=== Records ===
Begin

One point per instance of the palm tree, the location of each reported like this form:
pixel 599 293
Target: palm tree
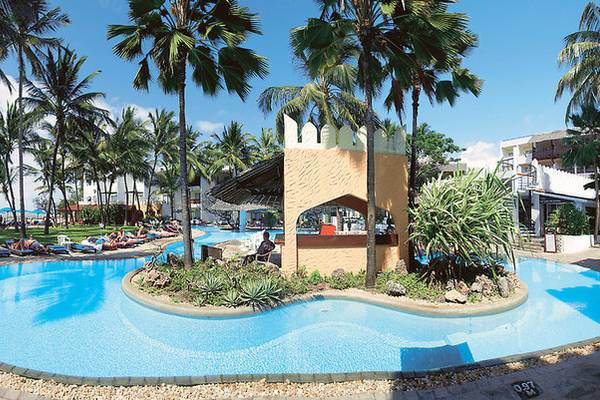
pixel 267 145
pixel 369 26
pixel 583 148
pixel 23 24
pixel 448 41
pixel 581 53
pixel 125 149
pixel 63 95
pixel 205 36
pixel 9 133
pixel 327 99
pixel 161 137
pixel 42 150
pixel 86 148
pixel 168 182
pixel 232 150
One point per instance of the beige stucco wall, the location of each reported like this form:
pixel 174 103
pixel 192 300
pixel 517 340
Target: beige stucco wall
pixel 351 259
pixel 316 176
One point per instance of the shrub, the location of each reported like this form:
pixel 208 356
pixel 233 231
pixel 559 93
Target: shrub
pixel 315 278
pixel 231 298
pixel 347 280
pixel 568 220
pixel 91 215
pixel 466 219
pixel 416 287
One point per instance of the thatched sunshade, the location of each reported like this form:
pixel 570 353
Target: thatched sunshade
pixel 261 185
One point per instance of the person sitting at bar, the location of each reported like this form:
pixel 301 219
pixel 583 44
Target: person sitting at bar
pixel 390 230
pixel 263 251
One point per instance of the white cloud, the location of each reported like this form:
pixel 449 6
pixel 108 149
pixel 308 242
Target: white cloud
pixel 209 126
pixel 6 96
pixel 140 112
pixel 481 155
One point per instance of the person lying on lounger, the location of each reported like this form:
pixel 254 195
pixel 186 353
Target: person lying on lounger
pixel 34 245
pixel 263 251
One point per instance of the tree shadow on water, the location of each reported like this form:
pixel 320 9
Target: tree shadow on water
pixel 581 298
pixel 68 294
pixel 424 358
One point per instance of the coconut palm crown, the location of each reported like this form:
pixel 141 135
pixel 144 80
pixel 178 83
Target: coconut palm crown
pixel 581 53
pixel 23 25
pixel 206 37
pixel 62 94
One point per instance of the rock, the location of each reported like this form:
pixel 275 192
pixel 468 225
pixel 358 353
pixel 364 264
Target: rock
pixel 476 287
pixel 157 279
pixel 503 286
pixel 173 260
pixel 513 281
pixel 488 288
pixel 462 287
pixel 454 296
pixel 401 268
pixel 395 289
pixel 338 273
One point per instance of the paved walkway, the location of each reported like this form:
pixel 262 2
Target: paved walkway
pixel 589 258
pixel 573 379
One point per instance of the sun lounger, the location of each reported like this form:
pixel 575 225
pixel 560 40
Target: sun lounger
pixel 211 252
pixel 21 253
pixel 81 248
pixel 56 249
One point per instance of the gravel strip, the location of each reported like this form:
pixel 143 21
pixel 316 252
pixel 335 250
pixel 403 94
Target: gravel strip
pixel 258 389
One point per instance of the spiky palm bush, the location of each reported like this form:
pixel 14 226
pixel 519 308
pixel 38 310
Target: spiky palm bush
pixel 463 221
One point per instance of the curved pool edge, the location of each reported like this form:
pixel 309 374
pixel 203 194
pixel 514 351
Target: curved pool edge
pixel 399 304
pixel 129 381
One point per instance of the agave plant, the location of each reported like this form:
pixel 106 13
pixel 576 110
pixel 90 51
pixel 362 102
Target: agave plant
pixel 260 293
pixel 231 298
pixel 463 221
pixel 211 284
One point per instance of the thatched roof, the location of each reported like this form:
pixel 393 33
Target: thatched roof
pixel 260 186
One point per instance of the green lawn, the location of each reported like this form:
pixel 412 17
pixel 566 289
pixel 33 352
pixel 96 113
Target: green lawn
pixel 77 233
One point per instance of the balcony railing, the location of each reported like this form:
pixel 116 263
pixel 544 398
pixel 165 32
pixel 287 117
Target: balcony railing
pixel 527 181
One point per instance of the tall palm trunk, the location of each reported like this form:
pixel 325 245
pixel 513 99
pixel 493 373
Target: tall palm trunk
pixel 597 189
pixel 152 172
pixel 63 188
pixel 11 192
pixel 99 196
pixel 20 143
pixel 53 172
pixel 126 200
pixel 136 195
pixel 188 255
pixel 172 201
pixel 416 92
pixel 412 184
pixel 76 198
pixel 371 208
pixel 108 194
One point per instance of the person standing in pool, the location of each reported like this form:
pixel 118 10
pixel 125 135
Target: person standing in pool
pixel 265 248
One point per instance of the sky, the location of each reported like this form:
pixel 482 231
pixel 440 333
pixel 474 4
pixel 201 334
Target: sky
pixel 518 46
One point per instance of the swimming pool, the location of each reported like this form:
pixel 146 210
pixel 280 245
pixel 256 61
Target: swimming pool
pixel 73 318
pixel 213 236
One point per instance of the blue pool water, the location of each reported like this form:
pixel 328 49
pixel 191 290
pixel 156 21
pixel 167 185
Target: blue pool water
pixel 213 236
pixel 72 318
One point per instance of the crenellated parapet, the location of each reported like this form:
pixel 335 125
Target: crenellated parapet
pixel 344 138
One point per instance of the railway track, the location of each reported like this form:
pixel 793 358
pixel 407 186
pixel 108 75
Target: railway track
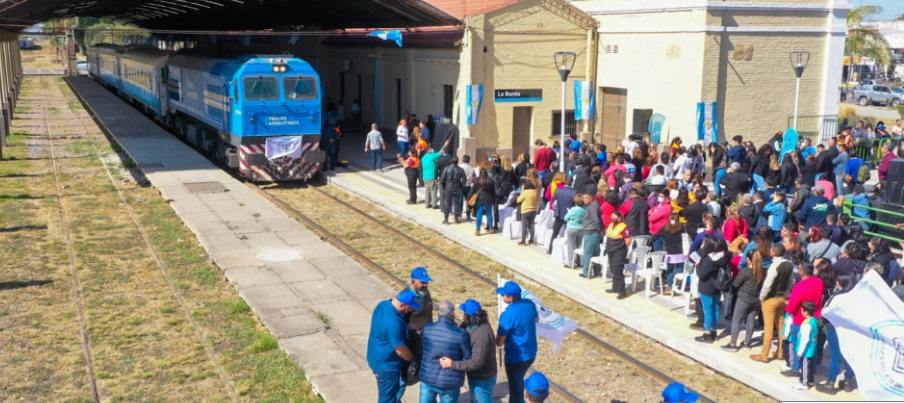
pixel 562 393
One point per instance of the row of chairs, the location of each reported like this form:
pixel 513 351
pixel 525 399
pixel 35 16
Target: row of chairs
pixel 647 265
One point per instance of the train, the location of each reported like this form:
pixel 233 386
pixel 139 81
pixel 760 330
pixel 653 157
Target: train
pixel 258 114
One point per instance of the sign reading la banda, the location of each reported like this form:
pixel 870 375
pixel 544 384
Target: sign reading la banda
pixel 529 95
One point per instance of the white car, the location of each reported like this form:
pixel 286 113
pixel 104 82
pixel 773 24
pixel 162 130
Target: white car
pixel 81 67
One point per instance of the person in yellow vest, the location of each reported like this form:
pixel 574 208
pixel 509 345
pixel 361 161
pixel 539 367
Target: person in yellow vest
pixel 617 240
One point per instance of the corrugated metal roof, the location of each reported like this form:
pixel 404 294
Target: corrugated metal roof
pixel 233 14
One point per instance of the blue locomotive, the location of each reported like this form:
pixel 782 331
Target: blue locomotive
pixel 259 114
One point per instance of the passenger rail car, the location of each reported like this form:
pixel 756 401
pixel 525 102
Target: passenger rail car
pixel 258 114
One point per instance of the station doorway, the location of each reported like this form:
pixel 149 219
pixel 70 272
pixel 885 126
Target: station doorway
pixel 522 121
pixel 613 113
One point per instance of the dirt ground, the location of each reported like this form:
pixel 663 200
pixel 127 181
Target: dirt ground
pixel 584 369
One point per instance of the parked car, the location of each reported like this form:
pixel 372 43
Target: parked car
pixel 81 67
pixel 879 94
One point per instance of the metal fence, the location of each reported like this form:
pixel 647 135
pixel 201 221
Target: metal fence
pixel 817 127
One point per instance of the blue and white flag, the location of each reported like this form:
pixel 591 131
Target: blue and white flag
pixel 583 100
pixel 288 146
pixel 707 122
pixel 870 324
pixel 657 122
pixel 473 102
pixel 294 39
pixel 391 35
pixel 552 326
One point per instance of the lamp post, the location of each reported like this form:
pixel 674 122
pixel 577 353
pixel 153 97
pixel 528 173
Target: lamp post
pixel 564 64
pixel 799 61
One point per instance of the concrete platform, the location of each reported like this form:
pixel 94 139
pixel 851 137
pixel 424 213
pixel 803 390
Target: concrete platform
pixel 650 317
pixel 282 270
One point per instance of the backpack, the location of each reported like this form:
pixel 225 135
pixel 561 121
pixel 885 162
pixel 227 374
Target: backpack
pixel 862 173
pixel 723 279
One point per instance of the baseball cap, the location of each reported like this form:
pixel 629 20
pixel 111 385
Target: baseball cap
pixel 537 384
pixel 407 297
pixel 420 274
pixel 678 393
pixel 510 288
pixel 470 307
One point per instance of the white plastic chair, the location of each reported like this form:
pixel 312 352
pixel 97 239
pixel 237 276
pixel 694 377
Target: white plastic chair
pixel 679 283
pixel 649 268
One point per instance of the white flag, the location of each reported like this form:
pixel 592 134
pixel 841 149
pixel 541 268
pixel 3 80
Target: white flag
pixel 287 146
pixel 870 324
pixel 552 326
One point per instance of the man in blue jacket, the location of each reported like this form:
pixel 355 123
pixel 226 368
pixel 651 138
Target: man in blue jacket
pixel 815 209
pixel 518 333
pixel 443 339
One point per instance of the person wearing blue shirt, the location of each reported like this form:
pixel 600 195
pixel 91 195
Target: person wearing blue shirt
pixel 518 333
pixel 387 349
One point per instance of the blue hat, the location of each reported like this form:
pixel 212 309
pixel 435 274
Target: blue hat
pixel 470 307
pixel 537 384
pixel 678 393
pixel 409 298
pixel 420 274
pixel 510 288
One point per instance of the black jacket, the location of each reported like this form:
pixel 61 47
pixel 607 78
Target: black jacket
pixel 789 173
pixel 735 182
pixel 707 271
pixel 637 219
pixel 453 179
pixel 694 216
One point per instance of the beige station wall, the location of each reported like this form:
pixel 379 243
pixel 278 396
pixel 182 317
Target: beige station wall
pixel 660 70
pixel 422 72
pixel 512 48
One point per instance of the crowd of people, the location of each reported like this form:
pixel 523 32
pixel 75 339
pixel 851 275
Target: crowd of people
pixel 406 346
pixel 772 223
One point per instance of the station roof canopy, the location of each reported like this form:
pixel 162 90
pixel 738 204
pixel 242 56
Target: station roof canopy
pixel 233 15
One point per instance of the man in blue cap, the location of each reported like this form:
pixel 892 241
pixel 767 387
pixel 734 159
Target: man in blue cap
pixel 678 393
pixel 518 333
pixel 387 349
pixel 420 281
pixel 536 388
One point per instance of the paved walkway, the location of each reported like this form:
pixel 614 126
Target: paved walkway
pixel 650 317
pixel 285 272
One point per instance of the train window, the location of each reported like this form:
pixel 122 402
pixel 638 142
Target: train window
pixel 300 87
pixel 261 88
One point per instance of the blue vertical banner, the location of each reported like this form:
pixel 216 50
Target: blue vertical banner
pixel 391 35
pixel 473 102
pixel 583 100
pixel 657 122
pixel 707 122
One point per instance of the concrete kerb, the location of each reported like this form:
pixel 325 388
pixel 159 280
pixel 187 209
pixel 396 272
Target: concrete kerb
pixel 678 342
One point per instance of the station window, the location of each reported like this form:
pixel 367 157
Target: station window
pixel 570 124
pixel 260 88
pixel 300 87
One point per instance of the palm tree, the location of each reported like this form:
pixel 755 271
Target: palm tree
pixel 865 41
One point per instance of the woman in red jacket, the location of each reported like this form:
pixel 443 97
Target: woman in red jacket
pixel 735 226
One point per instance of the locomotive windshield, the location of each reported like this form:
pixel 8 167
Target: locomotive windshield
pixel 300 87
pixel 261 88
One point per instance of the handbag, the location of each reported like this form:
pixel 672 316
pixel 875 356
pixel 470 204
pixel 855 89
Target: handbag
pixel 472 201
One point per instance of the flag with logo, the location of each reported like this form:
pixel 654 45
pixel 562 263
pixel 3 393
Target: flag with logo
pixel 583 100
pixel 870 324
pixel 294 39
pixel 473 101
pixel 552 326
pixel 287 146
pixel 707 122
pixel 391 35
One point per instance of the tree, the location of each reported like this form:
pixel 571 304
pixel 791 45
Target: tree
pixel 866 41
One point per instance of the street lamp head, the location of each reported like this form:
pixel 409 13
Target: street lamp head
pixel 799 61
pixel 564 63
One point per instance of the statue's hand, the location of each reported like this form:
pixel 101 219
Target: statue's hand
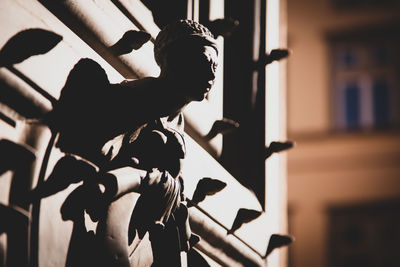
pixel 160 195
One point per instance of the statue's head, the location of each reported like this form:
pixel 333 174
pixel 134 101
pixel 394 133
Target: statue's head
pixel 187 52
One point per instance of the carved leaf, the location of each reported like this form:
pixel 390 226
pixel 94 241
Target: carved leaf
pixel 276 147
pixel 277 241
pixel 223 126
pixel 131 40
pixel 243 216
pixel 28 43
pixel 206 187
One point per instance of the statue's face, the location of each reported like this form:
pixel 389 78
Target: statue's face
pixel 195 70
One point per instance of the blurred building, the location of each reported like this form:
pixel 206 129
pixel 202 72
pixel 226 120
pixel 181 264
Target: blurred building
pixel 343 112
pixel 42 40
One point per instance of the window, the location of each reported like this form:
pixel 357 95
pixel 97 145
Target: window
pixel 365 81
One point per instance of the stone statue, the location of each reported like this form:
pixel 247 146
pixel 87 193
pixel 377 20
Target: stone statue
pixel 138 124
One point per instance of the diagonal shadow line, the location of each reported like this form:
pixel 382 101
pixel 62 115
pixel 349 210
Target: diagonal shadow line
pixel 7 119
pixel 36 87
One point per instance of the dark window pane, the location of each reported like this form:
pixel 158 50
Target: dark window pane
pixel 352 100
pixel 381 103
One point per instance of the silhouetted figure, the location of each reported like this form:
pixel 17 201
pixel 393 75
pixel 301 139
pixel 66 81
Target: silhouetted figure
pixel 139 124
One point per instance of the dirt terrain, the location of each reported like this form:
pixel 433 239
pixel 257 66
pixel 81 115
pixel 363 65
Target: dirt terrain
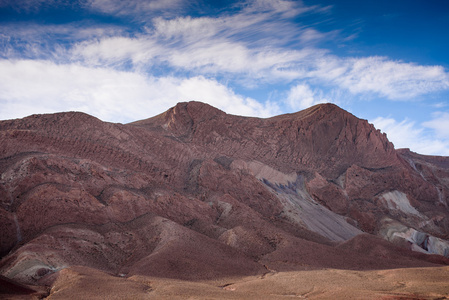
pixel 196 202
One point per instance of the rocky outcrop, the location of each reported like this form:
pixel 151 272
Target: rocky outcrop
pixel 196 193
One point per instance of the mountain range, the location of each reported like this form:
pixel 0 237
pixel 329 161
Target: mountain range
pixel 195 194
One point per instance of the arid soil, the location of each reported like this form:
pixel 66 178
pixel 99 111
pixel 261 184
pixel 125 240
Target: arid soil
pixel 196 202
pixel 406 283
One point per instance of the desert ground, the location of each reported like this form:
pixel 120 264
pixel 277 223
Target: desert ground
pixel 407 283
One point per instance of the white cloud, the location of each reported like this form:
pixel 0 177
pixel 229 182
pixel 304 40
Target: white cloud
pixel 301 97
pixel 440 124
pixel 392 79
pixel 134 8
pixel 30 86
pixel 406 134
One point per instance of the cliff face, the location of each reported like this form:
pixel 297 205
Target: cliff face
pixel 196 193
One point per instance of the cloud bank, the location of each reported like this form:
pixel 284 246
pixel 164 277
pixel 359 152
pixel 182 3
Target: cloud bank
pixel 159 53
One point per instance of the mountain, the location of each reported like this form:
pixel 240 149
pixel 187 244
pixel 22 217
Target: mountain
pixel 195 194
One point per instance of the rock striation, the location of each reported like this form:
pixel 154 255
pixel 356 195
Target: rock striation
pixel 195 193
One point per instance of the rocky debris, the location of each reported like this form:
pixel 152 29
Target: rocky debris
pixel 195 193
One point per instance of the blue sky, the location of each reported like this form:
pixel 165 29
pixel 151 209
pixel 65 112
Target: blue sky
pixel 121 61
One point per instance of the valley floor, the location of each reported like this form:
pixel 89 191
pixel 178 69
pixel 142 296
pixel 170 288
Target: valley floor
pixel 412 283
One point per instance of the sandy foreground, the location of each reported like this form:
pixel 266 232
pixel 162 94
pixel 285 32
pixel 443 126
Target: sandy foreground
pixel 413 283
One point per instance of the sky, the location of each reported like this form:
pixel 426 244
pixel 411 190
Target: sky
pixel 122 61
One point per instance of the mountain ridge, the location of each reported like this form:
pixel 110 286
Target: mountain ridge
pixel 279 193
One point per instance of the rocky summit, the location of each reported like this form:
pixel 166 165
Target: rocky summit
pixel 196 194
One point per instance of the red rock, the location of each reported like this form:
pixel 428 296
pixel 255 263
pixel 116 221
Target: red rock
pixel 195 193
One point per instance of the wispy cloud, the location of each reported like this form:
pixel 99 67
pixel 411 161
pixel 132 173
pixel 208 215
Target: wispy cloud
pixel 440 124
pixel 31 86
pixel 407 134
pixel 301 97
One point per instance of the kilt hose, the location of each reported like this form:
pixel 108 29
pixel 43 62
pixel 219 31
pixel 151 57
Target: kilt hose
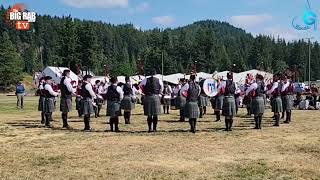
pixel 257 105
pixel 219 102
pixel 41 104
pixel 87 107
pixel 65 104
pixel 127 103
pixel 152 105
pixel 166 102
pixel 79 103
pixel 288 103
pixel 49 105
pixel 203 101
pixel 192 110
pixel 229 106
pixel 277 105
pixel 114 109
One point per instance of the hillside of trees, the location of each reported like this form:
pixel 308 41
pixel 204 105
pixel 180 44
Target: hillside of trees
pixel 213 45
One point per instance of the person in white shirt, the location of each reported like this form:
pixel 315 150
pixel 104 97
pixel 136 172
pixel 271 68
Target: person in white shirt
pixel 152 88
pixel 114 96
pixel 256 92
pixel 49 105
pixel 128 101
pixel 167 90
pixel 67 92
pixel 88 96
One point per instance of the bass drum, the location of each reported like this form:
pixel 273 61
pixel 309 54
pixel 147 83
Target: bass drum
pixel 209 87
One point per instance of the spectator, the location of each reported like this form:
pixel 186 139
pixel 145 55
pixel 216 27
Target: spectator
pixel 20 92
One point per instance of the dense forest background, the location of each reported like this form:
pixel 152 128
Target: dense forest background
pixel 212 45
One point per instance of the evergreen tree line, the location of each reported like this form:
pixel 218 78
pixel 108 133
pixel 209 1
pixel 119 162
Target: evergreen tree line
pixel 209 45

End

=== Problem ===
Rewrite the items starting with the line that contains "One point per instance of the blue pool" and going on through the line that contains "pixel 562 393", replacing "crenellated parapet" with "battlement" and leaving everything else unchanged. Omit the pictures from your answer.

=== Expected answer ===
One point per instance of the blue pool water, the location of each reported like this form:
pixel 328 49
pixel 191 290
pixel 156 21
pixel 167 185
Target: blue pool water
pixel 213 236
pixel 72 318
One point per instance of the battlement, the location of each reported like this form:
pixel 335 125
Target: battlement
pixel 344 138
One point per instance of the railway track, the location of each reported like this form:
pixel 793 358
pixel 407 186
pixel 108 75
Target: railway track
pixel 562 393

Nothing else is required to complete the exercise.